**Bacaan Tersedia:**
+===+
Menuju konten utama

Nganggur Gara-Gara Jepang Masuk, Soeharto Muda Pernah Main Judi

Soeharto muda pernah main judi. Bermodal 1 gulden, dia akhirnya punya uang 50 gulden.

Nganggur Gara-Gara Jepang Masuk, Soeharto Muda Pernah Main Judi
Soeharto, presiden ke-2 daripada Republik Indonesia. FOTO/LIFE

tirto.id - Setelah beberapa tahun tidak ada kemajuan di bank desa tempatnya bekerja, Soeharto akhirnya melamar jadi serdadu ketentaraan kolonial, KNIL.

”Mulanya sama sekali tidak saya kira bahwa lamaran yang saya ajukan akan merupakan anak kunci yang membuka pintu lapangan hidup yang menyenangkan. Terasa agak lama sampai saya mendapat panggilan atas lamaran saya itu. Saya ikut ujian dan ternyata lulus dan diterima,” aku Soeharto dalam autobiografinya yang dituturkan kepada Ramadhan K.H. dan G. Dwipayana, Soeharto: Pikiran, Ucapan, dan Tindakan Saya (1989: 19).

Ketimbang tinggal bersama kakek yang kerap pilih kasih kepada cucunya, tinggal di tangsi militer tampaknya lebih menyenangkan bagi Soeharto. Tak heran dia mengaku dalam autobiografinya, “saya menemukan kesenangan dan mulai tertarik untuk benar-benar bisa hidup dari pekerjaan ini” (hlm. 20).

Setelah pelatihan, Soeharto ditempatkan di Batalyon XIII di Rampal, Malang. Lalu Soeharto ikut ujian calon sersan dan lulus. Dia pun masuk Sekolah Kader di Gombong. Seorang sersan KNIL, kata Boediardjo dalam Siapa Sudi Saya Dongengi (1996), “sudah sangat berharga di masyarakat. Gajinya 60 gulden sebulan dan dapat jatah rumah” (hlm. 20).
+===+
[Data yang diambil dari sebuah koleksi]
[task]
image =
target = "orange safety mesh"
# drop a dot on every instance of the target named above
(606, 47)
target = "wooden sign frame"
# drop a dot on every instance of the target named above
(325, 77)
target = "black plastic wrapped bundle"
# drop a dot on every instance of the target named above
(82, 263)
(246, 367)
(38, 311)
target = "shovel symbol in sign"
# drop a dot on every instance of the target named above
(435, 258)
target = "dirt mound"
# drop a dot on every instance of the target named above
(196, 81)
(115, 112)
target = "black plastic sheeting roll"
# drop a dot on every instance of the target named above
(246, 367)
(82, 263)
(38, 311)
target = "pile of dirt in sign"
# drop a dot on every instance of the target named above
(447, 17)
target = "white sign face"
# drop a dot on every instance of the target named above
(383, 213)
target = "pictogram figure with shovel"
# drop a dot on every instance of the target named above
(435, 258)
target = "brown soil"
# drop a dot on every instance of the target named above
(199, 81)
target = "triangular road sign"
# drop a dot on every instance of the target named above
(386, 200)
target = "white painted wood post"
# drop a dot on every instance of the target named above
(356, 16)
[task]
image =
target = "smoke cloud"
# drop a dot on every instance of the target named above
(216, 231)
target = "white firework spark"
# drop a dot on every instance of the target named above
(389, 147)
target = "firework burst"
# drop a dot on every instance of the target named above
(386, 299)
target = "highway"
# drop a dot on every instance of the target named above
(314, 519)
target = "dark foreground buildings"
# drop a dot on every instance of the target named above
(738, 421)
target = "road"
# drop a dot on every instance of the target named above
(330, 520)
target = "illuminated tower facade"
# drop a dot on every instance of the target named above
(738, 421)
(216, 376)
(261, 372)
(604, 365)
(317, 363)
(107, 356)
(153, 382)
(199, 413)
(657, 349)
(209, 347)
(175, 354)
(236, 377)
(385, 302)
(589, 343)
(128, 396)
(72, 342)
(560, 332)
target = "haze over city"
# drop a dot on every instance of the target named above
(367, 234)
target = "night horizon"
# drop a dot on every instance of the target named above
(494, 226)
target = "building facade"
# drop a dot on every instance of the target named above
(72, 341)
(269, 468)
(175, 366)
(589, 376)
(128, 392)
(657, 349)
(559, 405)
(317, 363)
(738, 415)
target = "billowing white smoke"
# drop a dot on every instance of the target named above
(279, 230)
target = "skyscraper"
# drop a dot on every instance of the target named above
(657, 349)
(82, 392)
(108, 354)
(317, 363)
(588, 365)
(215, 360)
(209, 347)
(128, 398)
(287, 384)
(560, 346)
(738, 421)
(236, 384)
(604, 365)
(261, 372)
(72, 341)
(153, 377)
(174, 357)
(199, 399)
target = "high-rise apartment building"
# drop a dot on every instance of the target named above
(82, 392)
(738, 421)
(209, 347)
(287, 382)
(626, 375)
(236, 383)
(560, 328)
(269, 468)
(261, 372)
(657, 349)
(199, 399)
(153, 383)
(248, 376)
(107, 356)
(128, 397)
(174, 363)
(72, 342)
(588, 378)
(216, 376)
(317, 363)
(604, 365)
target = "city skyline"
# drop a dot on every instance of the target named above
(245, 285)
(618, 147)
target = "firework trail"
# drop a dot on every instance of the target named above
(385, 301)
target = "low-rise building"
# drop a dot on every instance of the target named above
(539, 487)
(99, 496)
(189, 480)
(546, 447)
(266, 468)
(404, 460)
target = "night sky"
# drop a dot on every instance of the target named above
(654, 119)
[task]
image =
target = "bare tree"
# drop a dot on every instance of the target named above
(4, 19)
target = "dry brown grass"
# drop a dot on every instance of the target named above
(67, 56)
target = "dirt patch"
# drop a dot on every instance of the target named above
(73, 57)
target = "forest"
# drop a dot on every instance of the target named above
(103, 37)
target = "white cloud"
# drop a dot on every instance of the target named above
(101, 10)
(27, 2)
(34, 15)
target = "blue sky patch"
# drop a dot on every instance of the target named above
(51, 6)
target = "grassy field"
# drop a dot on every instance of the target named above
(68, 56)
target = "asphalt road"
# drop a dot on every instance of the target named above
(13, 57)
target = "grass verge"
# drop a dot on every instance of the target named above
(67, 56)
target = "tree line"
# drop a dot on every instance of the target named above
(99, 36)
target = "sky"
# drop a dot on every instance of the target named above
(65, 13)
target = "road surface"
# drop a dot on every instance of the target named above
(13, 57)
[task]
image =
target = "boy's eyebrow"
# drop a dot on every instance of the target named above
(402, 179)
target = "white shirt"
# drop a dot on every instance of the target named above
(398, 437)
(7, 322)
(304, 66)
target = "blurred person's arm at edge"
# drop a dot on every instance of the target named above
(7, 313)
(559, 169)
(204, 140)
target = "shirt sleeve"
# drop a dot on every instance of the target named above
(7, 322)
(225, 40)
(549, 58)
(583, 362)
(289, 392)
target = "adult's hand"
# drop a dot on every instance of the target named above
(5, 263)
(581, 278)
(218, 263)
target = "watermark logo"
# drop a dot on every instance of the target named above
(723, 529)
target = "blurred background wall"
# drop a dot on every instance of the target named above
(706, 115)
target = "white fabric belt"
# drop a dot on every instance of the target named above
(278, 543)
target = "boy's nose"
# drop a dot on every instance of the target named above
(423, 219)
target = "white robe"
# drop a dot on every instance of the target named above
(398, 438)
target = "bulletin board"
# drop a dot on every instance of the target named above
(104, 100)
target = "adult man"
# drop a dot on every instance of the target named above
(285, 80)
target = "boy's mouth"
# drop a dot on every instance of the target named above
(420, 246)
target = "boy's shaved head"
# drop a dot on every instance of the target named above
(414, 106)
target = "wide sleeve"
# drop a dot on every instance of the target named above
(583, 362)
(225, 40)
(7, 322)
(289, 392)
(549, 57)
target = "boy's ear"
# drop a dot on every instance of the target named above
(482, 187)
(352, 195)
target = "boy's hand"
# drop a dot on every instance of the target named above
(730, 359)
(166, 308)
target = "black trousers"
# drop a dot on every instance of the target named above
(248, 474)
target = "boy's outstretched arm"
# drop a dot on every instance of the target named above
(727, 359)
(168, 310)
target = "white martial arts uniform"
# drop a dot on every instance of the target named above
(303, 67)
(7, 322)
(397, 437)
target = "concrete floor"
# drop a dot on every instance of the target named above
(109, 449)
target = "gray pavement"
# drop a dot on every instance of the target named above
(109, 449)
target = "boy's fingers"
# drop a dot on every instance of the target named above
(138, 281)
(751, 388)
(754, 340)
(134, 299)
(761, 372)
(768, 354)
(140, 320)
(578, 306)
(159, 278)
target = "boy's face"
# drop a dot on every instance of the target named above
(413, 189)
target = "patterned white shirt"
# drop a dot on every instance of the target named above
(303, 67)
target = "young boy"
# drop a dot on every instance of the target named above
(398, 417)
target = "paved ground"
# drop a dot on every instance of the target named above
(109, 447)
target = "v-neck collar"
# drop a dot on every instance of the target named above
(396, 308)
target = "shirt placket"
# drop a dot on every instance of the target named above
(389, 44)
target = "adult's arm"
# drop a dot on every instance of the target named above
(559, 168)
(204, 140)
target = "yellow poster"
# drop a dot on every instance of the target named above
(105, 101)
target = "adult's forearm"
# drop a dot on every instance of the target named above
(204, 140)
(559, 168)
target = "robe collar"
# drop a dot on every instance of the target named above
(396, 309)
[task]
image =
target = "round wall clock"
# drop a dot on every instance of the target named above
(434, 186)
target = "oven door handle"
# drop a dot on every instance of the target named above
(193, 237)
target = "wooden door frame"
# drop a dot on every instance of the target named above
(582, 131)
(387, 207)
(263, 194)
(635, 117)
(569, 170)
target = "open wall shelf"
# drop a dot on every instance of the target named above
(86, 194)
+===+
**Tugas Tertulis:**
1. Tuliskan ulang sebagian tulisan tentang Soeharto muda, mulai dari "tirto.id - Setelah" sampai "Saya (1989: 19).".
2. Teruskan tulisan tentang Soeharto muda setelah kalimat terakhir yang tercantum.

**Jawabannya:**
1.
tirto.id - Setelah beberapa tahun tidak ada kemajuan di bank desa tempatnya bekerja, Soeharto akhirnya melamar jadi serdadu ketentaraan kolonial, KNIL.

”Mulanya sama sekali tidak saya kira bahwa lamaran yang saya ajukan akan merupakan anak kunci yang membuka pintu lapangan hidup yang menyenangkan. Terasa agak lama sampai saya mendapat panggilan atas lamaran saya itu. Saya ikut ujian dan ternyata lulus dan diterima,” aku Soeharto dalam autobiografinya yang dituturkan kepada Ramadhan K.H. dan G. Dwipayana, Soeharto: Pikiran, Ucapan, dan Tindakan Saya (1989: 19).

2.
Di zaman itu, sepengakuan Raden Soeprono dalam autobiografinya, R Soeprono: Selangkah Tapak Tiga Zaman: Mahasiswa Pejuang Kedokteran (1997), pada periode 1930 hingga 1942 harga emas antara 1,5 hingga 2 gulden tiap satu gramnya. Satu gulden sama dengan 100 sen. Harga beras sekitar 6 sen tiap kilogram (hlm. 283).

Nah, menurut tukang jepret peristiwa bersejarah Indonesia, Alex Mendur, dalam Alexius Impurung Mendur (1986: 19) yang disusun Wiwi Kuswiyah, harga rokok kalengan di zaman Ratu Wilhelmina itu hanya sekitar 63 sen (hlm. 19).

Dengan uang 60 gulden sebulan dan belum berkeluarga, tentu saja Soeharto lumayan makmur.

Menang 50 Gulden

Setelah menyandang gelar sersan, penugasan Soeharto dipindah lagi. “Saya terus dikirim ke Bandung, dijadikan cadangan pada Markas Besar Angkatan Darat. Saya ditempatkan di Cisarua. Namun, cuma satu minggu saya berada di situ,” aku Soeharto dalam autobiografinya (hlm. 21).

Kala itu Hindia Belanda kalah dan dirinya merasa bakal jadi tawanan Jepang. Di tengah masa-masa suram di tahun 1942 itu Soeharto, yang jago berhitung meski sekolahnya rendah, bermain kartu.

Bersama kawan-kawannya, Soeharto suka main kartu cemeh menggunakan kartu Londo. Menurut Kamus Besar Bahasa Indonesia, cemeh adalah "permainan judi dengan kartu kecil". Biasanya dengan kartu domino, tapi tiap pemain memegang dua kartu. Sementara yang dimaksud kartu Londo kemungkinan besar adalah kartu permainan alias kartu remi.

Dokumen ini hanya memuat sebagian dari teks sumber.